• **TASK OBJECTIVE**:
Lay out the material as a Markdown table with columns named Row and Line, starting at the beginning of the material and ending at the line that contains "box: [156, 404, 269, 504]", both ends included. Number each row and leave out blank lines.

• **INPUT RECORDS**:

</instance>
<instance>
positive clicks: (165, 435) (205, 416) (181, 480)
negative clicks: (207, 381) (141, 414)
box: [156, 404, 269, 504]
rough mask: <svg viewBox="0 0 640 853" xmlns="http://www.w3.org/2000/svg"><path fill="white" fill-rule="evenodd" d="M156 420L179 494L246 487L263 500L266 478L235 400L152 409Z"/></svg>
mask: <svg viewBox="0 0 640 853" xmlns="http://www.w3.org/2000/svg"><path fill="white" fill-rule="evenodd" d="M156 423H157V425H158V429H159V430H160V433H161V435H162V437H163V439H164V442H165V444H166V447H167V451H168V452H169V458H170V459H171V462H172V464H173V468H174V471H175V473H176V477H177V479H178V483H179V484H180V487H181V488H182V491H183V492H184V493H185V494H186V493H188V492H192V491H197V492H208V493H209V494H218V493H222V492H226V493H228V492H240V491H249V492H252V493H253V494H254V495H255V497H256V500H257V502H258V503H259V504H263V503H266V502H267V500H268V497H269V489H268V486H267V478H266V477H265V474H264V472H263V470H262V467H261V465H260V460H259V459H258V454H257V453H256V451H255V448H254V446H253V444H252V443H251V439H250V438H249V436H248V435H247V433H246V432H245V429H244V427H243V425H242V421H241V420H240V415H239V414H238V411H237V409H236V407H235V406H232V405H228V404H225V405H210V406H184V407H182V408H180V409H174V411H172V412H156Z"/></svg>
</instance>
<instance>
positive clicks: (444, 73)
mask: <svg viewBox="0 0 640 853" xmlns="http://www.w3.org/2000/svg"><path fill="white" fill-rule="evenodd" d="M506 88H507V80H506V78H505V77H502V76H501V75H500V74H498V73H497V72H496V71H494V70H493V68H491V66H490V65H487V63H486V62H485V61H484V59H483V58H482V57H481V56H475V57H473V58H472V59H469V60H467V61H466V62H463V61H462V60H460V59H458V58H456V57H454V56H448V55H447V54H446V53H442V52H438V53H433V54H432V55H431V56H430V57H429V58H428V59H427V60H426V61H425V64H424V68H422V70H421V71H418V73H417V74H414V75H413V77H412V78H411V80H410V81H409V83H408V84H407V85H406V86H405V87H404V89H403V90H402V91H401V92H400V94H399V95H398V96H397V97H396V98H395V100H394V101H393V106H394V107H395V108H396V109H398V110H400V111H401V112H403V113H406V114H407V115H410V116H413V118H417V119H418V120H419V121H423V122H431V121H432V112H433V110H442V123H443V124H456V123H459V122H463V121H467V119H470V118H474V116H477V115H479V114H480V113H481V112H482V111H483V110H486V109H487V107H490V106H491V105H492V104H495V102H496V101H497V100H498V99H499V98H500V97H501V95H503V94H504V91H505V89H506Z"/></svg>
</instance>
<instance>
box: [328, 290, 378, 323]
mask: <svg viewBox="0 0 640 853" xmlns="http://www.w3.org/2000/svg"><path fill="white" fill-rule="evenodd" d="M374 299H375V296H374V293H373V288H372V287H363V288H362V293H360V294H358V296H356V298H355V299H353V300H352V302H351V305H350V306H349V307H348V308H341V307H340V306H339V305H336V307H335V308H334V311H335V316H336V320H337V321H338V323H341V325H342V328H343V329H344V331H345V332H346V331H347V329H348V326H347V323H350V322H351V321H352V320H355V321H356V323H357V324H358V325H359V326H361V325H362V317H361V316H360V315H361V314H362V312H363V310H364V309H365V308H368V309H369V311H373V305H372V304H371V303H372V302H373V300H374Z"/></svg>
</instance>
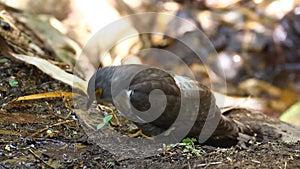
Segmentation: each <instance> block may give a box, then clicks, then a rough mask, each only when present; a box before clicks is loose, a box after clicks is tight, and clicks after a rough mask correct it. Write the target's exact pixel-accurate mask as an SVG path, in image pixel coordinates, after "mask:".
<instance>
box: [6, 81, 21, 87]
mask: <svg viewBox="0 0 300 169" xmlns="http://www.w3.org/2000/svg"><path fill="white" fill-rule="evenodd" d="M8 83H9V85H10V86H11V87H17V86H18V85H19V82H18V81H16V80H13V79H10V80H9V81H8Z"/></svg>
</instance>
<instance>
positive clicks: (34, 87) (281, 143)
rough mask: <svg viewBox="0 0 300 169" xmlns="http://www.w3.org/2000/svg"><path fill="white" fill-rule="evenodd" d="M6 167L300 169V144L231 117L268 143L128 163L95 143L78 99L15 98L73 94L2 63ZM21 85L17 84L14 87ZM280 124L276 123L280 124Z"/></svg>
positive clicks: (192, 146) (170, 153)
mask: <svg viewBox="0 0 300 169" xmlns="http://www.w3.org/2000/svg"><path fill="white" fill-rule="evenodd" d="M0 77H1V81H0V105H1V109H0V125H1V129H0V135H1V138H0V168H300V142H299V141H298V142H289V141H288V140H282V139H281V135H280V134H277V133H276V132H275V130H274V128H272V127H269V126H267V125H264V123H263V121H268V120H266V119H265V118H260V119H258V118H257V117H264V116H261V115H253V116H248V115H249V114H247V113H243V111H236V112H242V113H240V114H239V113H236V112H231V113H230V114H229V115H230V116H235V117H237V118H239V119H240V120H241V121H245V122H247V123H251V124H254V125H259V126H260V127H261V128H262V129H263V133H264V134H265V138H264V141H263V142H260V143H253V144H250V145H248V146H247V148H241V147H240V146H233V147H229V148H218V147H212V146H206V145H194V144H192V146H191V147H189V146H188V145H186V144H179V145H177V146H175V147H173V148H170V149H168V148H167V149H166V150H165V151H164V152H163V153H158V154H156V155H153V156H150V157H147V158H122V157H119V156H116V155H115V154H112V153H110V152H109V151H107V150H105V149H103V148H102V147H103V146H101V145H99V144H97V140H93V139H92V140H91V139H89V137H90V135H89V133H88V132H87V133H86V131H85V130H84V129H83V126H82V125H81V123H80V121H79V118H80V117H78V116H76V114H75V112H74V110H73V109H72V108H73V107H74V106H73V104H72V99H70V98H52V99H37V100H31V101H21V102H15V101H13V99H15V98H17V97H19V96H24V95H29V94H36V93H44V92H51V91H56V92H57V91H63V92H67V91H69V92H71V91H72V89H71V88H70V87H69V86H67V85H65V84H63V83H61V82H58V81H56V80H54V79H52V78H50V77H49V76H48V75H46V74H44V73H43V72H41V71H40V70H38V69H37V68H36V67H34V66H31V65H26V64H23V63H15V62H12V61H9V60H8V61H4V62H1V63H0ZM11 81H14V82H18V84H15V85H13V84H12V83H11V84H10V83H9V82H11ZM274 121H276V120H274ZM269 123H272V120H269Z"/></svg>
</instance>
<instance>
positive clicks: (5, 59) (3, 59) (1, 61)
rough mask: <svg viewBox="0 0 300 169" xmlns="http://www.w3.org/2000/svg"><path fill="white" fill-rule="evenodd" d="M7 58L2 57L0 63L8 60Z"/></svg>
mask: <svg viewBox="0 0 300 169" xmlns="http://www.w3.org/2000/svg"><path fill="white" fill-rule="evenodd" d="M8 61H9V60H8V59H6V58H2V59H0V63H5V62H8Z"/></svg>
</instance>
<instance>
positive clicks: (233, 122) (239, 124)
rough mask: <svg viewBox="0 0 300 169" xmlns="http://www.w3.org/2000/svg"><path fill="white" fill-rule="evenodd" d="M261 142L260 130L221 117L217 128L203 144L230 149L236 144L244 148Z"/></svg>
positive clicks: (249, 125)
mask: <svg viewBox="0 0 300 169" xmlns="http://www.w3.org/2000/svg"><path fill="white" fill-rule="evenodd" d="M262 140H263V137H262V134H261V131H260V129H258V128H256V127H254V126H250V125H246V124H243V123H241V122H239V121H237V120H234V119H231V118H228V117H226V116H223V115H222V116H221V120H220V121H219V124H218V127H217V128H216V130H215V132H214V133H213V135H212V137H211V138H210V139H209V140H207V141H206V142H205V144H209V145H213V146H220V147H230V146H233V145H236V144H238V145H240V146H242V147H246V145H248V144H252V143H255V142H260V141H262Z"/></svg>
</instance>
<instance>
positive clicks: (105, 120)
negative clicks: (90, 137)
mask: <svg viewBox="0 0 300 169" xmlns="http://www.w3.org/2000/svg"><path fill="white" fill-rule="evenodd" d="M112 117H113V115H111V114H110V115H108V116H106V117H104V118H103V122H104V123H107V124H108V122H109V121H110V120H111V119H112Z"/></svg>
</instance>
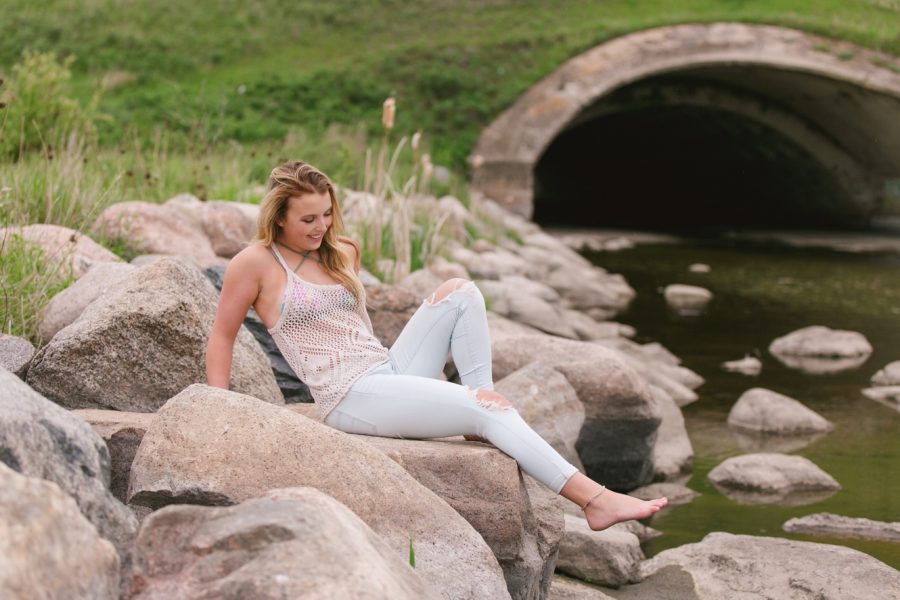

• **EXERCISE RESPONSE**:
| Row | Line |
|---|---|
| 1 | </instance> |
| 2 | <instance> |
| 3 | positive clicks: (165, 435) (205, 416) (181, 480) |
| 4 | negative clicks: (207, 381) (141, 414) |
| 5 | box: [156, 404, 269, 504] |